── Material ──

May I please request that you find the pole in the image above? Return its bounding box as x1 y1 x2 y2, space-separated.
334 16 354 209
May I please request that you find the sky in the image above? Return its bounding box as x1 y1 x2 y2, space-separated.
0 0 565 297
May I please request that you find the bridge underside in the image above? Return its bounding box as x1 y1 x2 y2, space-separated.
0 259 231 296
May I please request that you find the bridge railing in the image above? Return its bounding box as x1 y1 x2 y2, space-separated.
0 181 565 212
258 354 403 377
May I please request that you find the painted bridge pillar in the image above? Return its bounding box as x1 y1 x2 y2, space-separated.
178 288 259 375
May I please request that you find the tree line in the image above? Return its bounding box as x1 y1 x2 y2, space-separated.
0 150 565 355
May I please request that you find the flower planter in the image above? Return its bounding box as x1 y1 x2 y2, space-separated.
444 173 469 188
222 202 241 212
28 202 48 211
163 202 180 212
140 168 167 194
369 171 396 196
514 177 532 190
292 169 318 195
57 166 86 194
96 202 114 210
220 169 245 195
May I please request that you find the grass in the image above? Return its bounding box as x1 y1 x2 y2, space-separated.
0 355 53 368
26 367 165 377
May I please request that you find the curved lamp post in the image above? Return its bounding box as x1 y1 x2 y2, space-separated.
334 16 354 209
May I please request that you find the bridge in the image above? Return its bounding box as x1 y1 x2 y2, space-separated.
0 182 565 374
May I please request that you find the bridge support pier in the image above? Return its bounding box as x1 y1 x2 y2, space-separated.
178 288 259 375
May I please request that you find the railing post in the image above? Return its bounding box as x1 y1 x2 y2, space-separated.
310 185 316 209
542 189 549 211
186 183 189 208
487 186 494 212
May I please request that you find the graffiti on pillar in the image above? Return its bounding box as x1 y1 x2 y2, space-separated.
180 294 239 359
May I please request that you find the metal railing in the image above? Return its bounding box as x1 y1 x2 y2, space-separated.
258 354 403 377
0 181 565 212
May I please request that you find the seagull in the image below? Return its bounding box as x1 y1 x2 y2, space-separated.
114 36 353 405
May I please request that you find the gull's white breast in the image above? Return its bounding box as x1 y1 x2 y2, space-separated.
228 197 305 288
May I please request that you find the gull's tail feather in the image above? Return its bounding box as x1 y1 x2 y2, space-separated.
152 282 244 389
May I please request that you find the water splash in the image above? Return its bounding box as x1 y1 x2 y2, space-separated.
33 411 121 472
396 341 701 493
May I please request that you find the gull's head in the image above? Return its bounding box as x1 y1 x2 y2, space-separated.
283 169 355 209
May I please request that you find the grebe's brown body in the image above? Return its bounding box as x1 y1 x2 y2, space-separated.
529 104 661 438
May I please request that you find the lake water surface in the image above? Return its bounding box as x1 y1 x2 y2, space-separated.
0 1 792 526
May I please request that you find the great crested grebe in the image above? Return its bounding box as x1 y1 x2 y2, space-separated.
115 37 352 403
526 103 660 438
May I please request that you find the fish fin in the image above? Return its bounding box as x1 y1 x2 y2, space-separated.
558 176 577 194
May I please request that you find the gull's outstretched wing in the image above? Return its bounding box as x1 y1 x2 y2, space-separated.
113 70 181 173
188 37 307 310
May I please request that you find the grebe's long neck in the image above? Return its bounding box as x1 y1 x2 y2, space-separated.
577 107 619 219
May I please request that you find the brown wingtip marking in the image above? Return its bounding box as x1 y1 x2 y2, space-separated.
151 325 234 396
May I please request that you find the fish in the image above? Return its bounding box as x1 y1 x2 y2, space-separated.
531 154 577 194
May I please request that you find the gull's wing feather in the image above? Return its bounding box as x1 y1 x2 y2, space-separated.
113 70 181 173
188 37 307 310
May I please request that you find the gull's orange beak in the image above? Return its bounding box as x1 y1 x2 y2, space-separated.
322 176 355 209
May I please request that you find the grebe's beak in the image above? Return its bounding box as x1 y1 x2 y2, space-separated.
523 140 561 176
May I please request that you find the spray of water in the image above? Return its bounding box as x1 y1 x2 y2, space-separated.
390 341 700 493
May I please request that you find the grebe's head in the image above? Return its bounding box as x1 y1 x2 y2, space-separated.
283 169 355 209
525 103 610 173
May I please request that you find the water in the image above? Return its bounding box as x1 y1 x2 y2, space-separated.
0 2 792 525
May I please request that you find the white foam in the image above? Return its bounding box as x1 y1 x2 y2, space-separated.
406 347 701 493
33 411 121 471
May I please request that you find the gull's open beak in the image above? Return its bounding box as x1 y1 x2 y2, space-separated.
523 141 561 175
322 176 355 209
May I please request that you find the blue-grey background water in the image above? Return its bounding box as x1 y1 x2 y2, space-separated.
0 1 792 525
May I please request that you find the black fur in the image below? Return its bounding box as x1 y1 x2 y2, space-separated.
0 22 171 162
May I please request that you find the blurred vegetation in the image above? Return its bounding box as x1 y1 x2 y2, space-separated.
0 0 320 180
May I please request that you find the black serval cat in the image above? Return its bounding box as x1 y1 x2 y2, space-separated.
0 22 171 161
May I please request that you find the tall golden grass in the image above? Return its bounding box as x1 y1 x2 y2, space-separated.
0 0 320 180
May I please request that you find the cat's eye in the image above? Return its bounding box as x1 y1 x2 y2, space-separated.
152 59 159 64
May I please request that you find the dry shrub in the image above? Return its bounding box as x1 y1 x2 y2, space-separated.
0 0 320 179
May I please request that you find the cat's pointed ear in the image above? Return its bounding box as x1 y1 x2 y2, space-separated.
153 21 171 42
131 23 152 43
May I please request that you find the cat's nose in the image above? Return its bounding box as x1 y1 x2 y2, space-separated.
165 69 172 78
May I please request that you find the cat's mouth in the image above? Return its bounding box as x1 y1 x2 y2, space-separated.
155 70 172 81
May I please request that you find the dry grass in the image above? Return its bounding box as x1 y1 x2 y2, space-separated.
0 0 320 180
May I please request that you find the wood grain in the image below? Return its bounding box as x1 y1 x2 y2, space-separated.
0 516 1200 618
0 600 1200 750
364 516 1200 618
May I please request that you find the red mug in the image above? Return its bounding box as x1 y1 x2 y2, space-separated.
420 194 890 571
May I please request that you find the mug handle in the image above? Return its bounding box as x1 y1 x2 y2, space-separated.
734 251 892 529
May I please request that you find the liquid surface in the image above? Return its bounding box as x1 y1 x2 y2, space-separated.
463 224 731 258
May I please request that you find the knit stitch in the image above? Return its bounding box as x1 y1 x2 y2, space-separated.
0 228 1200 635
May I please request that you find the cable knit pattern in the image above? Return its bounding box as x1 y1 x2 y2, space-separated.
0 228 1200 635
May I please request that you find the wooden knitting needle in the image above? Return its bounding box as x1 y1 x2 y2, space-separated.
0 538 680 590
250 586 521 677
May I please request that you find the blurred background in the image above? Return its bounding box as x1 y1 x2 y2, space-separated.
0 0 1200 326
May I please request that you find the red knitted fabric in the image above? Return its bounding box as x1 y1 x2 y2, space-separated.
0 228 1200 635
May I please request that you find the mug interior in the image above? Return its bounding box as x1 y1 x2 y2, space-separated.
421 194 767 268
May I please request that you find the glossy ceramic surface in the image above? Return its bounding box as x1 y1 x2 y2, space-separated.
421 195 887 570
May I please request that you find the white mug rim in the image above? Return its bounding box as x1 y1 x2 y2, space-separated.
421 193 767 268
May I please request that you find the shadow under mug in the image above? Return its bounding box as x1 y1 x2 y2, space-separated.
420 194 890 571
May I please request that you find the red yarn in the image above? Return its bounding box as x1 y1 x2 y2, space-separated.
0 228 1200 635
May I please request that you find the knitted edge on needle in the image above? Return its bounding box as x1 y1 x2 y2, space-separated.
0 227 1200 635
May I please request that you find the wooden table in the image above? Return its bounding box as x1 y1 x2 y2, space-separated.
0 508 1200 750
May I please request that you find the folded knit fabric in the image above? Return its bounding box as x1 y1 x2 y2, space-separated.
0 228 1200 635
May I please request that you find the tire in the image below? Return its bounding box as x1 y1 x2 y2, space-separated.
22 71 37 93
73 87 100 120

───

[What the task asks]:
Can you reproduce the lines starting at the one containing "May I please request that you find the gull's white" and ending at the one containing "152 282 244 389", switching "white breast" to "gray back" and leaving everything else unchanged?

[Complete response]:
May I please request that you find the gull's gray back in the image above? Return its bounding box as x1 y1 x2 y2, space-separated.
228 197 305 288
May I please request that you find the gull's tail feather in the image above? Return its bounding box as x1 y1 x2 y2, space-separated.
152 282 244 389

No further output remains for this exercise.